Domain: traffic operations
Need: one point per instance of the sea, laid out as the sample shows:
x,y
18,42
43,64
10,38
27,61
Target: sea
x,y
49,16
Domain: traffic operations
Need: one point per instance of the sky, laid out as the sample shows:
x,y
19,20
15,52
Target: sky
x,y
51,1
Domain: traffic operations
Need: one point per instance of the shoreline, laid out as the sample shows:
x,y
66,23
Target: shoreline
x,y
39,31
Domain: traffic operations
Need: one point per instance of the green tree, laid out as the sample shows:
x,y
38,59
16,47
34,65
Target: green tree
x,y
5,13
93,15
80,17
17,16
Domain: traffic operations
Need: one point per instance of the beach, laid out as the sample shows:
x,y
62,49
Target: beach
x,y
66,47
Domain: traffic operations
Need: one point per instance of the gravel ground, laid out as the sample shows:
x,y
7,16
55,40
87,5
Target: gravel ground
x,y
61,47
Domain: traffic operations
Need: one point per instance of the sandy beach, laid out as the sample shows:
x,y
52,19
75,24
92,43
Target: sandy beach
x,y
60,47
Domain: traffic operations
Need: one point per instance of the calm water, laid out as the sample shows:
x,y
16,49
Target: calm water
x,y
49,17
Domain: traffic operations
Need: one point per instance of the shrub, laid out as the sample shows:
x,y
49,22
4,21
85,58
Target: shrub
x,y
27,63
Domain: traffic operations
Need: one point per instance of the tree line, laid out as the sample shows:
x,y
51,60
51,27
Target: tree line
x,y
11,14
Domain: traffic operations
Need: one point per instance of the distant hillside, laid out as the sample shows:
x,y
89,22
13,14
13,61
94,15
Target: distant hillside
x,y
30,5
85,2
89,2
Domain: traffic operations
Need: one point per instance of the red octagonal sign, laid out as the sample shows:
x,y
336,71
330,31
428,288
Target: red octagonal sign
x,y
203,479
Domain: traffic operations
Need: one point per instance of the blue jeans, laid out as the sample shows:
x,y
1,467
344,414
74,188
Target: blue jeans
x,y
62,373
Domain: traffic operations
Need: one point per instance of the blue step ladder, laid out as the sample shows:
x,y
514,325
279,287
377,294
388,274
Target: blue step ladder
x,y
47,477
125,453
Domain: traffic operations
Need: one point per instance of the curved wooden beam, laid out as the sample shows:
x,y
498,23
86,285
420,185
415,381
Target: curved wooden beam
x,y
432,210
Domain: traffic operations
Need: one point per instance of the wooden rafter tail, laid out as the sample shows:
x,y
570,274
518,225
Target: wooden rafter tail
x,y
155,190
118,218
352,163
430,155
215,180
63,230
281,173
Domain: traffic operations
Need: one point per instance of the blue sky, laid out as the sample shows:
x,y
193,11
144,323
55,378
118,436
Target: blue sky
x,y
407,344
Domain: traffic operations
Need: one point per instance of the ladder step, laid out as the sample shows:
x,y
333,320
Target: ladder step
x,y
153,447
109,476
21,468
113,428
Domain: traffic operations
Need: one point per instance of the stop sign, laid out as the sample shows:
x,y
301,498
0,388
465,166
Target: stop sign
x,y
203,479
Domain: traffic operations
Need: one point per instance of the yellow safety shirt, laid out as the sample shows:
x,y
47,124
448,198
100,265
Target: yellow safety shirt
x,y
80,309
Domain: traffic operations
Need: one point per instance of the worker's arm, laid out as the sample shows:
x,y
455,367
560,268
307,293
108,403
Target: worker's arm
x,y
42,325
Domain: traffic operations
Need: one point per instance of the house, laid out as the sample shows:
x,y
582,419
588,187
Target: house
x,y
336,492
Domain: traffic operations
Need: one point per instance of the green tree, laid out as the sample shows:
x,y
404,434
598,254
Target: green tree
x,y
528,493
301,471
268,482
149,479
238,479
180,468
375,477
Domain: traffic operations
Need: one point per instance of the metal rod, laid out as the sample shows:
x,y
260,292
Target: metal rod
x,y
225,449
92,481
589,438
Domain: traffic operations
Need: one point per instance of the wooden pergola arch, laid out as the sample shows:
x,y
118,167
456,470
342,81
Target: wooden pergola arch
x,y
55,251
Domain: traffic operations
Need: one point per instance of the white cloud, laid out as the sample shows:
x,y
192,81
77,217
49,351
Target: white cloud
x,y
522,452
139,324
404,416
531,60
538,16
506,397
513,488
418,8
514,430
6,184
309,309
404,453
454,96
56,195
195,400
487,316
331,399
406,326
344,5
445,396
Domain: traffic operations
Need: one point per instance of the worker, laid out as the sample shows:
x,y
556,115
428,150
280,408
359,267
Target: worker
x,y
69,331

___

-- TASK TO COMPLETE --
Give back the whole listing exactly as it reads.

-- COMPLETED EXERCISE --
Domain: traffic operations
Need: one point per instance of the sea, laid out as the sample shows:
x,y
18,42
43,64
10,38
27,61
Target: sea
x,y
49,16
Domain: traffic operations
Need: one point per instance of the sky, laid out as the sample shows:
x,y
19,20
15,52
Target: sky
x,y
51,1
Domain: traffic operations
Need: one point per instance of the shoreline, laid out as the sample shows:
x,y
66,23
Target: shoreline
x,y
39,31
Domain: traffic operations
Need: one point per instance of the green tree, laid out as the sample shows:
x,y
38,59
16,47
34,65
Target: green tree
x,y
5,13
93,15
80,17
17,16
Domain: traffic operations
Need: one point per instance of the beach, laid out as the sample shows:
x,y
62,49
Target: beach
x,y
66,47
Domain: traffic operations
Need: one point per instance of the gravel ground, laid out as the sample shows:
x,y
7,16
55,40
87,5
Target: gravel ground
x,y
61,47
Domain: traffic operations
Need: one point per instance of the sandy beach, laid out as the sample shows:
x,y
52,19
75,24
92,43
Target: sandy beach
x,y
60,47
Domain: traffic operations
Need: one point per instance of the calm water, laid out as the sample shows:
x,y
16,49
Target: calm water
x,y
49,17
Domain: traffic operations
Need: one point per instance of the shrub, laid out as the sample shows:
x,y
49,22
4,21
85,58
Target: shrub
x,y
27,63
Domain: traffic operations
Need: one point per instance of the tree line, laid out as the sample shows:
x,y
51,60
51,27
Target: tree line
x,y
11,14
Domain: traffic operations
Need: one point per instance of the distant hillside, laid out as the sample shows:
x,y
89,22
13,14
13,61
94,15
Target: distant hillside
x,y
30,5
85,2
89,2
Domain: traffic operations
Need: one point per instance of the red octagonal sign, laid out as the sample shows:
x,y
336,71
330,31
428,288
Target: red octagonal sign
x,y
203,479
Domain: traffic operations
Need: one point per instance of the blue jeans, laid out as the sample shows:
x,y
1,467
344,414
74,188
Target: blue jeans
x,y
62,373
Domain: traffic operations
Need: one point per instance of the blue step ladder, laid out as the sample shows:
x,y
514,325
279,287
377,294
388,274
Target: blue step ladder
x,y
47,477
125,453
Domain: traffic operations
Need: one point per instance of the curved wooden beam, laid out as the sample shows:
x,y
498,23
86,285
420,185
415,381
Target: curved wooden beam
x,y
432,210
Domain: traffic operations
Need: one point per instance of the wooden rafter tail, laid out as the sample shows:
x,y
570,274
518,225
Target: wooden rafter tail
x,y
155,190
118,218
352,163
430,155
215,180
63,230
281,173
Domain: traffic operations
Need: one point per instance of the blue sky, laid out as the sample shows:
x,y
193,11
144,323
55,378
118,436
Target: blue sky
x,y
407,344
Domain: traffic operations
Need: one point per instance of the ladder step, laid out as the sample shows:
x,y
333,320
Target: ladder step
x,y
153,447
109,476
21,468
113,428
Domain: traffic operations
Need: one point per instance of the stop sign, laid out as the sample shows:
x,y
301,498
0,388
465,166
Target: stop sign
x,y
203,479
Domain: traffic operations
Need: one point per instance of the yellow safety shirt, laid out as the sample shows:
x,y
47,124
448,198
100,265
Target: yellow safety shirt
x,y
80,309
Domain: traffic operations
Need: one point per instance of the worker's arm, laid out as the sample shows:
x,y
455,367
560,268
307,293
108,403
Target: worker's arm
x,y
42,325
Domain: traffic operations
Need: one point per instance of the house, laid out as the sample shows:
x,y
582,419
588,187
Target: house
x,y
336,492
Domain: traffic operations
Need: one point per instance of the green tree, laid out as the sample shows:
x,y
404,434
598,254
Target: green tree
x,y
528,493
301,471
268,482
149,479
238,479
180,468
375,477
Domain: traffic operations
Need: one point per instance of the metal rod, laid out as the sample shows:
x,y
260,292
Target: metal rod
x,y
225,449
92,481
589,438
Domain: traffic operations
Need: one point per instance of the wooden pergola arch, laid out as the sample shows:
x,y
118,167
456,470
342,81
Target: wooden pergola arch
x,y
55,251
Domain: traffic operations
Need: one point per instance of the white cloud, laid out as the sample shows:
x,y
192,81
77,217
49,351
Target: white cloud
x,y
522,452
139,324
404,416
531,60
538,16
506,397
513,488
418,8
514,430
6,184
309,309
404,453
454,96
56,195
195,400
487,316
331,399
406,326
344,5
445,396
Domain: traffic operations
Need: one point per instance of the worker, laid out as the sample shows:
x,y
556,115
428,150
280,408
359,267
Target: worker
x,y
69,331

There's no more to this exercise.